— Start Records shown —

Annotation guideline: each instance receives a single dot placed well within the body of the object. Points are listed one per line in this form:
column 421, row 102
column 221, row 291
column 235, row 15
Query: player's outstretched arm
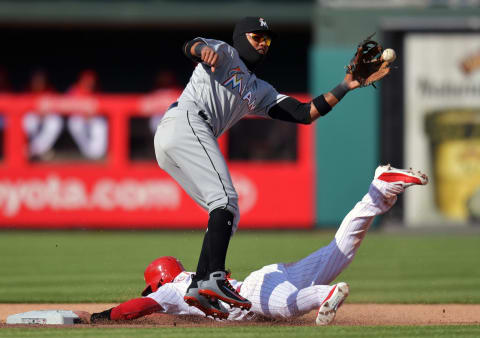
column 132, row 309
column 198, row 51
column 322, row 104
column 292, row 110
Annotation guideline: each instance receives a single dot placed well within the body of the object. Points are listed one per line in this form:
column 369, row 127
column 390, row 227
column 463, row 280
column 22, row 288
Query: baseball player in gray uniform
column 222, row 89
column 280, row 290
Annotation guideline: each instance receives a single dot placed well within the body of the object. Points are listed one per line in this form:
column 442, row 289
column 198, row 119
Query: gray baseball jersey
column 229, row 93
column 186, row 139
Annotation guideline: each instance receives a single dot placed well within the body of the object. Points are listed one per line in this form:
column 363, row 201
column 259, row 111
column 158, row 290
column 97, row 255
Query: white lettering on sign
column 72, row 194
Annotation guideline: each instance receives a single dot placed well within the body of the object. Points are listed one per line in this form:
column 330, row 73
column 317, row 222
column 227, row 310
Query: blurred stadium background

— End Records shown —

- _Exercise objective_: Reproduce the entries verbatim, from the very beginning down through the line that contains "column 292, row 110", including both ends. Omit the pictures from your reproduction.

- _Solution to this exercise_:
Annotation guideline: each instance receives a single dot placed well within the body of the object. Points are listed one per line in this form:
column 421, row 102
column 221, row 291
column 235, row 15
Query: player's outstretched arm
column 132, row 309
column 198, row 51
column 322, row 104
column 292, row 110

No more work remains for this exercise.